Recast the data below as a Markdown table with two columns, Entry and Text: number each line in Entry and put the line itself in Text. Leave out blank lines.

---+---

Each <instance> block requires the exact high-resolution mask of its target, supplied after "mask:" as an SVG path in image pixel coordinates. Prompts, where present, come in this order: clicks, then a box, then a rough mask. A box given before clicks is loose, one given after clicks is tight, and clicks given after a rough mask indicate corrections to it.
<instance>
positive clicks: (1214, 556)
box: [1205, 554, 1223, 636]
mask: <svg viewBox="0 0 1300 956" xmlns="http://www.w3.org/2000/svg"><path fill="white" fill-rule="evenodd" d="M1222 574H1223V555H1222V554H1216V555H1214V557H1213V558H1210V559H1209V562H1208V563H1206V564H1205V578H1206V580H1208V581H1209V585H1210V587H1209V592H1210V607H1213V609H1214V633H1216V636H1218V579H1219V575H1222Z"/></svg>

---+---

• _SOLVED EXERCISE_
| Entry | Text |
|---|---|
| 1 | Each <instance> block requires the exact high-resolution mask of its target, supplied after "mask:" as an SVG path in image pixel coordinates. Prompts, where present, come in this order: clicks, then a box, then a rough mask. A box given before clicks is loose, one given after clicks is tight, and clicks given after a rough mask indicate corrections to it. |
| 2 | <instance> |
| 3 | positive clicks: (1214, 556) |
| 4 | box: [1205, 554, 1223, 636] |
| 5 | mask: <svg viewBox="0 0 1300 956" xmlns="http://www.w3.org/2000/svg"><path fill="white" fill-rule="evenodd" d="M1222 574H1223V555H1222V554H1216V555H1214V557H1213V558H1210V559H1209V562H1208V563H1206V564H1205V578H1206V580H1208V581H1209V585H1210V587H1209V592H1210V607H1213V609H1214V633H1216V636H1218V579H1219V575H1222Z"/></svg> |